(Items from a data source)
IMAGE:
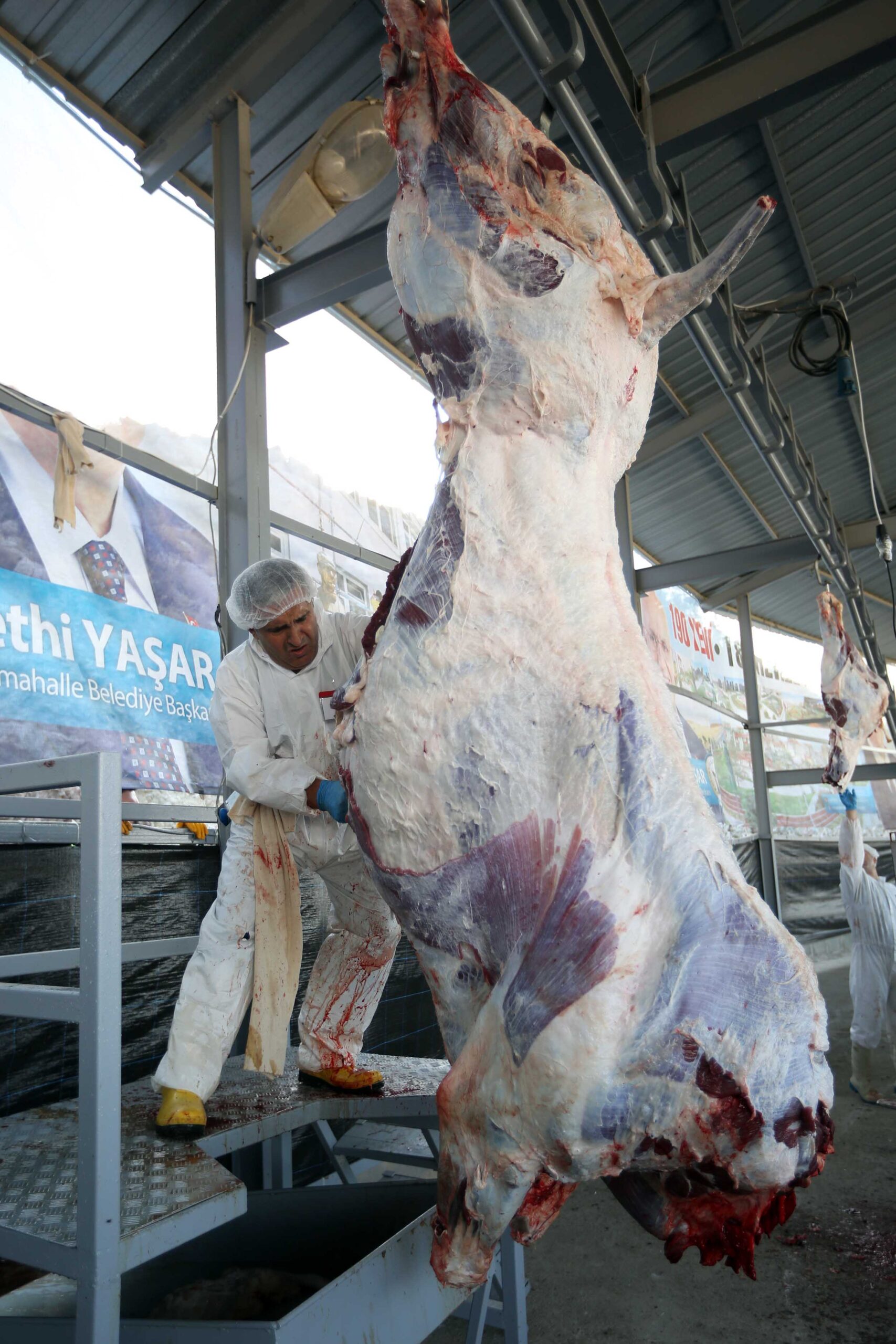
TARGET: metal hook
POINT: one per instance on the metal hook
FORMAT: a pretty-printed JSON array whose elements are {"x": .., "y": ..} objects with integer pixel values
[
  {"x": 662, "y": 224},
  {"x": 573, "y": 57}
]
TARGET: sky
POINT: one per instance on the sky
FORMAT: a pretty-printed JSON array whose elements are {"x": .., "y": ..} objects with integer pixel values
[{"x": 109, "y": 313}]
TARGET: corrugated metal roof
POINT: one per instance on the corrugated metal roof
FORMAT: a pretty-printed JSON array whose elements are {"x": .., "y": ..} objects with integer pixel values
[{"x": 141, "y": 59}]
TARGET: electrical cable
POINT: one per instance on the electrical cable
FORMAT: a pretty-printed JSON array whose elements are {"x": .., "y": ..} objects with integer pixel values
[
  {"x": 800, "y": 356},
  {"x": 863, "y": 432},
  {"x": 214, "y": 461}
]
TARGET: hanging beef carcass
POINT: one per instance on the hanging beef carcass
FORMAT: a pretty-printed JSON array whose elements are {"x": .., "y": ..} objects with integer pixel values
[
  {"x": 852, "y": 695},
  {"x": 614, "y": 999}
]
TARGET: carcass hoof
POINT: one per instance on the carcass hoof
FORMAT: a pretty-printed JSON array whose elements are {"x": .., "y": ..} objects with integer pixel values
[
  {"x": 460, "y": 1258},
  {"x": 542, "y": 1205}
]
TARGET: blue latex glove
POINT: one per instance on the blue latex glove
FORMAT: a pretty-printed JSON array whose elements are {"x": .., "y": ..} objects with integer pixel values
[{"x": 332, "y": 797}]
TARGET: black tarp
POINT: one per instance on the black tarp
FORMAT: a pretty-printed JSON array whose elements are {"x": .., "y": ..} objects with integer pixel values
[
  {"x": 166, "y": 893},
  {"x": 809, "y": 882}
]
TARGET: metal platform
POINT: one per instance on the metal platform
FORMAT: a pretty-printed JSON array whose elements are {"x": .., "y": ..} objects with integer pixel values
[
  {"x": 174, "y": 1191},
  {"x": 89, "y": 1193}
]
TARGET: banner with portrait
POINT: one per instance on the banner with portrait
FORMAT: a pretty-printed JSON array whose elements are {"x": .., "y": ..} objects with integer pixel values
[
  {"x": 108, "y": 636},
  {"x": 700, "y": 654}
]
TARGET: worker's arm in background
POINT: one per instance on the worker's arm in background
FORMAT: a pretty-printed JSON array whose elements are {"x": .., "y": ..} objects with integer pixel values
[
  {"x": 282, "y": 783},
  {"x": 851, "y": 843}
]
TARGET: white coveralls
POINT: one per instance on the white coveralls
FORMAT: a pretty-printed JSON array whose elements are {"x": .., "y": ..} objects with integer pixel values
[
  {"x": 871, "y": 910},
  {"x": 273, "y": 742}
]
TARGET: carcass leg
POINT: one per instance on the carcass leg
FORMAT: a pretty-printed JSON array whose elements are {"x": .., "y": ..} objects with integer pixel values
[{"x": 679, "y": 295}]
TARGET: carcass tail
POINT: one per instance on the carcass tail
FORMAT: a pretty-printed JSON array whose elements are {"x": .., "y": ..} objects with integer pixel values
[
  {"x": 679, "y": 295},
  {"x": 722, "y": 1226}
]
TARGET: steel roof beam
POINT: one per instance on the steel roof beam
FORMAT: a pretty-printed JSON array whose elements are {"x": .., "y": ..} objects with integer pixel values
[
  {"x": 37, "y": 69},
  {"x": 605, "y": 75},
  {"x": 328, "y": 277},
  {"x": 714, "y": 409},
  {"x": 719, "y": 460},
  {"x": 726, "y": 593},
  {"x": 778, "y": 441},
  {"x": 723, "y": 565},
  {"x": 256, "y": 68},
  {"x": 749, "y": 561},
  {"x": 842, "y": 41},
  {"x": 800, "y": 237}
]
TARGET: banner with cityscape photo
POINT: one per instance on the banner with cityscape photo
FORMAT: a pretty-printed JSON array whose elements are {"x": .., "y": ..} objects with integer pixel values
[
  {"x": 108, "y": 637},
  {"x": 700, "y": 654}
]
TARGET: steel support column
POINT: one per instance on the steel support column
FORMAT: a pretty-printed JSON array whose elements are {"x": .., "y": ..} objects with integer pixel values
[
  {"x": 767, "y": 863},
  {"x": 623, "y": 511},
  {"x": 244, "y": 499},
  {"x": 100, "y": 1053}
]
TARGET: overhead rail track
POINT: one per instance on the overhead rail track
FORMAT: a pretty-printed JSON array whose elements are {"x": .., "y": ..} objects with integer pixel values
[{"x": 602, "y": 69}]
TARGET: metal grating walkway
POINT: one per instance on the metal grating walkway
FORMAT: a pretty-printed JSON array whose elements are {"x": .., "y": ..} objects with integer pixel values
[{"x": 172, "y": 1191}]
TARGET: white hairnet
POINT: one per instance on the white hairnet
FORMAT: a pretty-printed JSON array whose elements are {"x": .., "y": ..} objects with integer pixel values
[{"x": 268, "y": 589}]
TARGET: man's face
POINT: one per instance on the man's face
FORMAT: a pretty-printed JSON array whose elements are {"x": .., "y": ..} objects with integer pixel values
[{"x": 292, "y": 637}]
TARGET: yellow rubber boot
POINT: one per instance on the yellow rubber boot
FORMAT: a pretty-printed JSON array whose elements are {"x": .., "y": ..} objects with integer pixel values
[
  {"x": 345, "y": 1079},
  {"x": 181, "y": 1116}
]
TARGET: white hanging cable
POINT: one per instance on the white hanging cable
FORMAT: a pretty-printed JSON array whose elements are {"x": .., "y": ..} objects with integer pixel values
[{"x": 214, "y": 456}]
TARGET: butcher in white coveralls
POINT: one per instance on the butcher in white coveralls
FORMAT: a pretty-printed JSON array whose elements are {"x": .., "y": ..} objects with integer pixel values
[
  {"x": 273, "y": 738},
  {"x": 871, "y": 910}
]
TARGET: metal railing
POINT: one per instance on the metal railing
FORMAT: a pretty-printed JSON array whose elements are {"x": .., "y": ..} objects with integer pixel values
[
  {"x": 96, "y": 1007},
  {"x": 94, "y": 1261}
]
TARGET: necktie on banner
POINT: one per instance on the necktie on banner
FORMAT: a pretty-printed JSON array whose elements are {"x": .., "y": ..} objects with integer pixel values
[{"x": 150, "y": 761}]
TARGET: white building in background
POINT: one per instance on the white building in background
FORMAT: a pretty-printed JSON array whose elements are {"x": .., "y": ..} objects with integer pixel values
[{"x": 347, "y": 585}]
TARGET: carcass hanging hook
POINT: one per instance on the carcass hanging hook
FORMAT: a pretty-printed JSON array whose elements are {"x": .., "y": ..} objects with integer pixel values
[{"x": 573, "y": 57}]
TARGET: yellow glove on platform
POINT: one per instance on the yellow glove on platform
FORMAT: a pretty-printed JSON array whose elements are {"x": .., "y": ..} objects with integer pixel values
[{"x": 196, "y": 828}]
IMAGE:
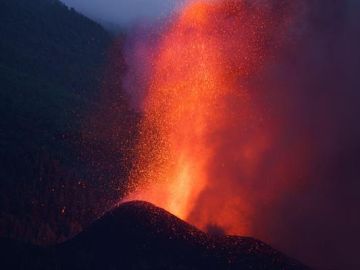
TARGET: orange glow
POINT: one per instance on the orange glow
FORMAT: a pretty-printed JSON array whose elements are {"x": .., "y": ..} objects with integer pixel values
[{"x": 198, "y": 89}]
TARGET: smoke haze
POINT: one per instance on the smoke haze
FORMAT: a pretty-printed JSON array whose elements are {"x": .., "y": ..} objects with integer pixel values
[
  {"x": 124, "y": 12},
  {"x": 301, "y": 191}
]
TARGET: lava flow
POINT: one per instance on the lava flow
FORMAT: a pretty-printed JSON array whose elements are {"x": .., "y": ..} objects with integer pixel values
[{"x": 198, "y": 89}]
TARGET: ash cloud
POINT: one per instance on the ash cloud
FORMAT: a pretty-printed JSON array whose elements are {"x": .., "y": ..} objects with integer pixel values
[{"x": 308, "y": 93}]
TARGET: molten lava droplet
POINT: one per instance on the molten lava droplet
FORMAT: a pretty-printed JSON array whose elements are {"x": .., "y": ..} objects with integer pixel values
[
  {"x": 195, "y": 90},
  {"x": 180, "y": 112}
]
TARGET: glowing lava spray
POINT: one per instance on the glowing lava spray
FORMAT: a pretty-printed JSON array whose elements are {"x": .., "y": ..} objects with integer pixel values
[{"x": 196, "y": 89}]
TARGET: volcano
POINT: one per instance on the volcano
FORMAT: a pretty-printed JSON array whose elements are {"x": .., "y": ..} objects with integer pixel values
[{"x": 139, "y": 235}]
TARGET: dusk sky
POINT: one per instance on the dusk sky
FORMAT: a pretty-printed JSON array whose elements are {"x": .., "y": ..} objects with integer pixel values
[{"x": 124, "y": 12}]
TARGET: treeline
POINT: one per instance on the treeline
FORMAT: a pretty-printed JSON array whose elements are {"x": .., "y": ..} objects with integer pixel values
[{"x": 57, "y": 149}]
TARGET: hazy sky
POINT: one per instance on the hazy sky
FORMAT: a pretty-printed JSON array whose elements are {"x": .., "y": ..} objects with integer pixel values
[{"x": 123, "y": 12}]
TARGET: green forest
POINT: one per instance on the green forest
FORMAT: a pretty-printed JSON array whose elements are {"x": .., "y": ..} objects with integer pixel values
[{"x": 54, "y": 167}]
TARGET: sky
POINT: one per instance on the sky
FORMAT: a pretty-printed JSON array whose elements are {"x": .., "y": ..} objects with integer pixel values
[{"x": 124, "y": 12}]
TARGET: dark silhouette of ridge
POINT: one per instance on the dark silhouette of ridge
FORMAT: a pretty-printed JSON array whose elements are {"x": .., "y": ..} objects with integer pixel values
[{"x": 139, "y": 235}]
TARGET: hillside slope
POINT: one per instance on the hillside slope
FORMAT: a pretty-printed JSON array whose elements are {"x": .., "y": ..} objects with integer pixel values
[
  {"x": 52, "y": 66},
  {"x": 138, "y": 235}
]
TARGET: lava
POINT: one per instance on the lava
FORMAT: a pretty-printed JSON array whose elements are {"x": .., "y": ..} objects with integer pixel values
[{"x": 199, "y": 89}]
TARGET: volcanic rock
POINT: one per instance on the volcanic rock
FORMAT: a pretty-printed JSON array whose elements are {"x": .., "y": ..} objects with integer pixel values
[{"x": 139, "y": 235}]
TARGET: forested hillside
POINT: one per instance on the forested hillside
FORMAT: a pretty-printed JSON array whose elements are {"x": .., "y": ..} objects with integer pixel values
[{"x": 53, "y": 65}]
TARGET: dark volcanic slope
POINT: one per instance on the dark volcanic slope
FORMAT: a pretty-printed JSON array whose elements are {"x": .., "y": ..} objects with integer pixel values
[{"x": 138, "y": 235}]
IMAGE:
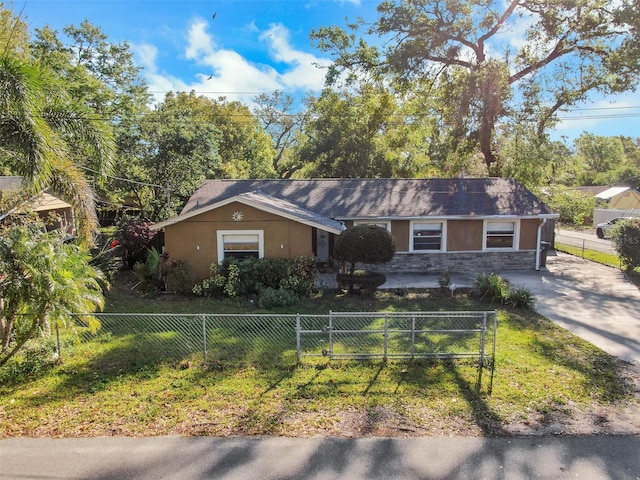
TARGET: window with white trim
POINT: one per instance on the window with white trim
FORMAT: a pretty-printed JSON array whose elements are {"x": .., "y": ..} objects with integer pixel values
[
  {"x": 427, "y": 236},
  {"x": 240, "y": 244},
  {"x": 500, "y": 234}
]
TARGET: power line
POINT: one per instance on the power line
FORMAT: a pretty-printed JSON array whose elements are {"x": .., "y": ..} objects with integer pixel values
[{"x": 122, "y": 179}]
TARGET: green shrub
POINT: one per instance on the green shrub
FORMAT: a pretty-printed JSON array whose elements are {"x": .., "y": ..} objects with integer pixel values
[
  {"x": 519, "y": 297},
  {"x": 234, "y": 278},
  {"x": 364, "y": 244},
  {"x": 180, "y": 277},
  {"x": 363, "y": 280},
  {"x": 626, "y": 240},
  {"x": 445, "y": 280},
  {"x": 212, "y": 286},
  {"x": 233, "y": 283},
  {"x": 301, "y": 276},
  {"x": 494, "y": 288},
  {"x": 151, "y": 272},
  {"x": 490, "y": 287},
  {"x": 37, "y": 356},
  {"x": 276, "y": 298},
  {"x": 574, "y": 207}
]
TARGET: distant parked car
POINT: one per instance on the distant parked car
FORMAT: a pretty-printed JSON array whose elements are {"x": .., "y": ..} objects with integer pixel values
[{"x": 603, "y": 230}]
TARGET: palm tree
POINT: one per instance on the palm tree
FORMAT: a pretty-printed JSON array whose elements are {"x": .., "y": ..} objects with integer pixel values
[
  {"x": 43, "y": 281},
  {"x": 38, "y": 123}
]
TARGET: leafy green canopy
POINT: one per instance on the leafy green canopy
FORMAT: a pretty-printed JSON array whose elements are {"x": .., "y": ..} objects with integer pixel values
[
  {"x": 43, "y": 282},
  {"x": 477, "y": 73}
]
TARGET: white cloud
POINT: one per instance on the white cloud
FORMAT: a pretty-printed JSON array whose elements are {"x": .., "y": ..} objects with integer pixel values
[
  {"x": 612, "y": 115},
  {"x": 200, "y": 42},
  {"x": 303, "y": 70},
  {"x": 226, "y": 72}
]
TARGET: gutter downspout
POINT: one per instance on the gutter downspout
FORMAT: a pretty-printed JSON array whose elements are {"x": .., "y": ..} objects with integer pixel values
[{"x": 539, "y": 242}]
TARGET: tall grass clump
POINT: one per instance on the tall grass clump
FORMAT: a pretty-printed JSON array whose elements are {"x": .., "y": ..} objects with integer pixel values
[{"x": 494, "y": 288}]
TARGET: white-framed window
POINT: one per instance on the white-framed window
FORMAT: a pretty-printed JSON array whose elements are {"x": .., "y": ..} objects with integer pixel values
[
  {"x": 240, "y": 244},
  {"x": 500, "y": 234},
  {"x": 385, "y": 225},
  {"x": 427, "y": 236}
]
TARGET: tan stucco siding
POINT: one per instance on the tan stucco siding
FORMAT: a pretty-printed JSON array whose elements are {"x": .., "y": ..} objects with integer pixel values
[
  {"x": 464, "y": 235},
  {"x": 529, "y": 234},
  {"x": 195, "y": 240}
]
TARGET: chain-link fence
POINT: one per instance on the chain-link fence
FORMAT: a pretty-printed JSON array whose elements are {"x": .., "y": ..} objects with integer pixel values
[
  {"x": 288, "y": 339},
  {"x": 365, "y": 335}
]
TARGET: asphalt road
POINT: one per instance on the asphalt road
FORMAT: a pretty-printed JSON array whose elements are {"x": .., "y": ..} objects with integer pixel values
[
  {"x": 587, "y": 241},
  {"x": 434, "y": 458}
]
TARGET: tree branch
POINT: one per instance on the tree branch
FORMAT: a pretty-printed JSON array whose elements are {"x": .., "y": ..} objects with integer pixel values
[{"x": 507, "y": 13}]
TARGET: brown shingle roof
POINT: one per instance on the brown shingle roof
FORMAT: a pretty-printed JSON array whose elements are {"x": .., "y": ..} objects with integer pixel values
[{"x": 387, "y": 198}]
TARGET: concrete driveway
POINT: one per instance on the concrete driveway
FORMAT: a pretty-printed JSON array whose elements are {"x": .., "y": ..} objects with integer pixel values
[{"x": 593, "y": 301}]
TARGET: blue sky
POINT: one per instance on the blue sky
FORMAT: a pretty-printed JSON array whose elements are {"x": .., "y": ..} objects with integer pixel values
[{"x": 257, "y": 46}]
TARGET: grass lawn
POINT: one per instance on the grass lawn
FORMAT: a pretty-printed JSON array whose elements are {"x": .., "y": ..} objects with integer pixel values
[{"x": 110, "y": 386}]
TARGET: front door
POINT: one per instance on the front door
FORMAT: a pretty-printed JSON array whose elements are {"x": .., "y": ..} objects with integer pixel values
[{"x": 322, "y": 246}]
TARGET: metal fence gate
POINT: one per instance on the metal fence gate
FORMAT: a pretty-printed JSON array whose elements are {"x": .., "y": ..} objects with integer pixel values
[
  {"x": 291, "y": 338},
  {"x": 365, "y": 335}
]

| Work to be completed |
Return precisely the lines of the records, starting with the line that holds "TARGET: concrete driveway" and ending with the last one.

| Answer to this exercise |
TARGET: concrete driveway
POINT: one per instance on the concrete driveway
FORMAT: a pretty-printed JSON array whose elements are {"x": .., "y": ..} objects with integer pixel values
[{"x": 593, "y": 301}]
TARGET: blue sky
POINT: one per instance on the blue sky
FORMAT: a pretty-printed JSON array whose elements are {"x": .., "y": ..} objects with integer pixel values
[{"x": 257, "y": 46}]
TARGET: grass lawn
POINT: one per instance on the grass lawn
FORMAT: a pretty-printed JSON array whose elements are {"x": .., "y": ..} objects with integer pixel values
[{"x": 110, "y": 386}]
TARGET: front door
POINT: one per instance on the front door
FORMAT: a pretty-printed JSON array whose elements are {"x": .., "y": ..} objects with integer pixel values
[{"x": 322, "y": 246}]
TARGET: metal fence gate
POINT: one per instance on the metal fence gate
FORMAT: a pretty-printed JSON array whose elements are {"x": .., "y": ..} objects with integer pixel values
[
  {"x": 291, "y": 338},
  {"x": 365, "y": 335}
]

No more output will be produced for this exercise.